* **Gestellte Aufgabe A**:
Gib im Auszug zum Industriegebiet Am Kirschberg alles von „So werden die“ bis hinunter zu „zu bezeichnen ist.“ wieder und tausche dabei „Abwägung“ gegen „Bewertung“ aus.

* **Ausgewählter Auszug**:
Industriegebiet Am Kirschberg Gerbrunn
Gemeinde Gerbrunn – Bebauungsplan „Erweiterung IV Industriegebiet Am Kirschberg“ und 10. Änderung des Flächennutzungsplanes der Gemeinde Gerbrunn (Lkr. Würzburg)
Sehr geehrte Damen und Herren,
die Kreisgruppe Würzburg des BUND Naturschutz bedankt sich für die erneute Beteiligung am oben genannten Verfahren und gibt im Namen des Landesverbandes und in Absprache mit der Ortsgruppe Gerbrunn folgende Stellungnahme ab:
Der BUND Naturschutz lehnt die Planung aufgrund der erheblichen negativen und nicht ausgeglichenen Auswirkungen auf Mensch, Natur und Umwelt ab.
Der BUND Naturschutz sieht seine mit Datum vom 23.10.2019 vorgebrachten Einwände nicht ausreichend berücksichtigt.
So werden die Auswirkungen auf Klima und Landschaftsbild in der Abwägung (siehe Ihr Schreiben vom 26.06.2020) nicht ausreichend gewürdigt. Es heißt, dass „die von uns beschriebenen möglichen Auswirkungen auf Lokalklima und Landschaftsbild bekannt und dem Gemeinderat bewusst sind. Den Belangen, die für die Planung sprechen und im öffentlichen Interesse sind, jedoch mehr Gewicht beigemessen wird, als den Auswirkungen auf Klima und Landschaftsbild, die durch entsprechende Ausgleichsmaßnahmen hinreichend kompensiert werden“. Doch weder werden die Auswirkungen auf das Klima und das Landschaftsbild auch nur ansatzweise kompensiert, noch hat eine umfassende Abwägung stattgefunden. Der Schutz des lokalen Klimas und des Landschaftsbildes liegen sicher eher im öffentlichen Interesse, als das der Planung, die eher als Individualinteresse zu bezeichnen ist.
Der Umweltbericht bestätigt, dass dem Gebiet eine „klimatische Ausgleichsfunktion für die umliegenden Siedlungs- und Verkehrsflächen“ zukommt und der Kaltluftabfluss über die (noch!) offene Geländemulde und die Straßenflächen am Hangfuß erfolgt. Hinzu kommt, dass „mit Abschieben des Oberbodens und der Vegetationsschicht, Abgrabung von Gesteins- und Erdmaterialien sowie der anschließenden Bebauung der ebenen Flächen mit einer erhöhten Erwärmung bzw. Abstrahlungen/ Reflexionen im Plangebiet zu rechnen ist“.

* **Vorliegende Zeilen**:
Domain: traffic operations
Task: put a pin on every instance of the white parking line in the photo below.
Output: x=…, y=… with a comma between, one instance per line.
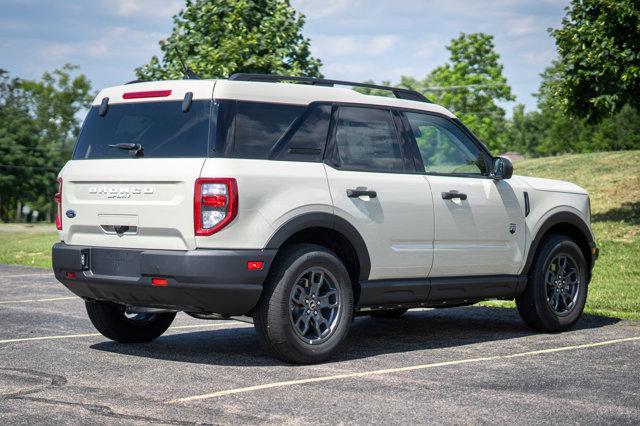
x=396, y=370
x=73, y=336
x=48, y=274
x=52, y=299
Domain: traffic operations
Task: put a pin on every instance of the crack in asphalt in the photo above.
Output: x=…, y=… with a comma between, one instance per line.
x=106, y=411
x=56, y=381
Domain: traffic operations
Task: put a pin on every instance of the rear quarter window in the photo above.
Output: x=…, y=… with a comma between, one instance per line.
x=258, y=126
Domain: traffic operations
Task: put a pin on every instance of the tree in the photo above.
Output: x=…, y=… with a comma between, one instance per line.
x=38, y=125
x=599, y=67
x=220, y=37
x=471, y=85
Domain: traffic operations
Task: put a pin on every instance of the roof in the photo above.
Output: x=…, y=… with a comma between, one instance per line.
x=289, y=93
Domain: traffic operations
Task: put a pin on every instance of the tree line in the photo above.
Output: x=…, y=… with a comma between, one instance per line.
x=588, y=99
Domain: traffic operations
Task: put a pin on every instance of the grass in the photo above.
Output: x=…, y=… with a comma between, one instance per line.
x=28, y=245
x=612, y=179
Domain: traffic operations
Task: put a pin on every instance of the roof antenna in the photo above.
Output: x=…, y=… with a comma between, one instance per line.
x=188, y=72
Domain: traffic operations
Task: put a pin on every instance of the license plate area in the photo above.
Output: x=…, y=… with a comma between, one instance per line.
x=113, y=262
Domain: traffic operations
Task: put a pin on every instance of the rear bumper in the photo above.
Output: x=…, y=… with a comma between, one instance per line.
x=215, y=281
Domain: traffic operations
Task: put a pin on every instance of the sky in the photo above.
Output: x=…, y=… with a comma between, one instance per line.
x=356, y=40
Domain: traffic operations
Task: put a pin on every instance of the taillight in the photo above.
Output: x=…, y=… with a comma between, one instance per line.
x=215, y=204
x=147, y=94
x=58, y=200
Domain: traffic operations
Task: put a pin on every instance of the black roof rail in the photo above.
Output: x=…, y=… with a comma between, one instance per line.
x=399, y=93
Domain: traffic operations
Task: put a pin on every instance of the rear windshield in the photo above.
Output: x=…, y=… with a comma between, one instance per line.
x=161, y=128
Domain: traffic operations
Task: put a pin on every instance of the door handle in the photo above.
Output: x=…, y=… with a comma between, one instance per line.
x=359, y=192
x=453, y=194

* **Gestellte Aufgabe B**:
Setze alles vom Anfang der Zeilen bis hinunter zu der Zeile mit „x=588, y=99“ einschließlich dieser Zeile in eine JSON-Liste von Strings, einen String pro Zeile und ohne Leerzeilen. Die Bilder lässt du dabei weg.

* **Ergebnis der Übung A**:
So werden die Auswirkungen auf Klima und Landschaftsbild in der Bewertung (siehe Ihr Schreiben vom 26.06.2020) nicht ausreichend gewürdigt. Es heißt, dass „die von uns beschriebenen möglichen Auswirkungen auf Lokalklima und Landschaftsbild bekannt und dem Gemeinderat bewusst sind. Den Belangen, die für die Planung sprechen und im öffentlichen Interesse sind, jedoch mehr Gewicht beigemessen wird, als den Auswirkungen auf Klima und Landschaftsbild, die durch entsprechende Ausgleichsmaßnahmen hinreichend kompensiert werden“. Doch weder werden die Auswirkungen auf das Klima und das Landschaftsbild auch nur ansatzweise kompensiert, noch hat eine umfassende Bewertung stattgefunden. Der Schutz des lokalen Klimas und des Landschaftsbildes liegen sicher eher im öffentlichen Interesse, als das der Planung, die eher als Individualinteresse zu bezeichnen ist.

* **Ergebnis der Übung B**:
[
  "Domain: traffic operations",
  "Task: put a pin on every instance of the white parking line in the photo below.",
  "Output: x=…, y=… with a comma between, one instance per line.",
  "x=396, y=370",
  "x=73, y=336",
  "x=48, y=274",
  "x=52, y=299",
  "Domain: traffic operations",
  "Task: put a pin on every instance of the crack in asphalt in the photo above.",
  "Output: x=…, y=… with a comma between, one instance per line.",
  "x=106, y=411",
  "x=56, y=381",
  "Domain: traffic operations",
  "Task: put a pin on every instance of the rear quarter window in the photo above.",
  "Output: x=…, y=… with a comma between, one instance per line.",
  "x=258, y=126",
  "Domain: traffic operations",
  "Task: put a pin on every instance of the tree in the photo above.",
  "Output: x=…, y=… with a comma between, one instance per line.",
  "x=38, y=125",
  "x=599, y=67",
  "x=220, y=37",
  "x=471, y=85",
  "Domain: traffic operations",
  "Task: put a pin on every instance of the roof in the photo above.",
  "Output: x=…, y=… with a comma between, one instance per line.",
  "x=289, y=93",
  "Domain: traffic operations",
  "Task: put a pin on every instance of the tree line in the photo above.",
  "Output: x=…, y=… with a comma between, one instance per line.",
  "x=588, y=99"
]